▸ **MATERIAL FOR THIS EXERCISE**
+++

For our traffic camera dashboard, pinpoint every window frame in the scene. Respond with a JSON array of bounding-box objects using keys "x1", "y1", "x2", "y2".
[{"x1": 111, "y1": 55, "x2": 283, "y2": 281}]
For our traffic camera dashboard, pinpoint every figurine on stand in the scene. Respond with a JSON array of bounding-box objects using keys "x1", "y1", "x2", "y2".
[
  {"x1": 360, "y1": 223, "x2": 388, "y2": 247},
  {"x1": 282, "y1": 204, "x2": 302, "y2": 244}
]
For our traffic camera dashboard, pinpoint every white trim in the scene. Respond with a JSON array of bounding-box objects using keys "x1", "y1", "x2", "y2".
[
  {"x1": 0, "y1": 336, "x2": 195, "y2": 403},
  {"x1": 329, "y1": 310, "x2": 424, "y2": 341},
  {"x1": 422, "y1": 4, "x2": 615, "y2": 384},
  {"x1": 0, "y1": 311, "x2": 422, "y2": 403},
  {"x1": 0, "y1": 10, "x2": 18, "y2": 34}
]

+++

▸ **WHAT TO WORK ON**
Turn the part of the listing that opens with the line containing "For our traffic camera dashboard, pinpoint every white" and runs through the end of the listing into a Markdown table, leaving out blank lines. Use two columns, Row and Content: Row numbers each line, and Content holds the line.

▸ **THE COMPLETED TASK**
| Row | Content |
|---|---|
| 1 | For our traffic camera dashboard, pinpoint every white trim in the scene. Respond with a JSON array of bounding-box objects using keys "x1", "y1", "x2", "y2". |
| 2 | [ |
| 3 |   {"x1": 0, "y1": 336, "x2": 195, "y2": 403}, |
| 4 |   {"x1": 329, "y1": 310, "x2": 424, "y2": 341}, |
| 5 |   {"x1": 422, "y1": 4, "x2": 615, "y2": 384}, |
| 6 |   {"x1": 0, "y1": 311, "x2": 422, "y2": 403}, |
| 7 |   {"x1": 0, "y1": 10, "x2": 18, "y2": 34} |
| 8 | ] |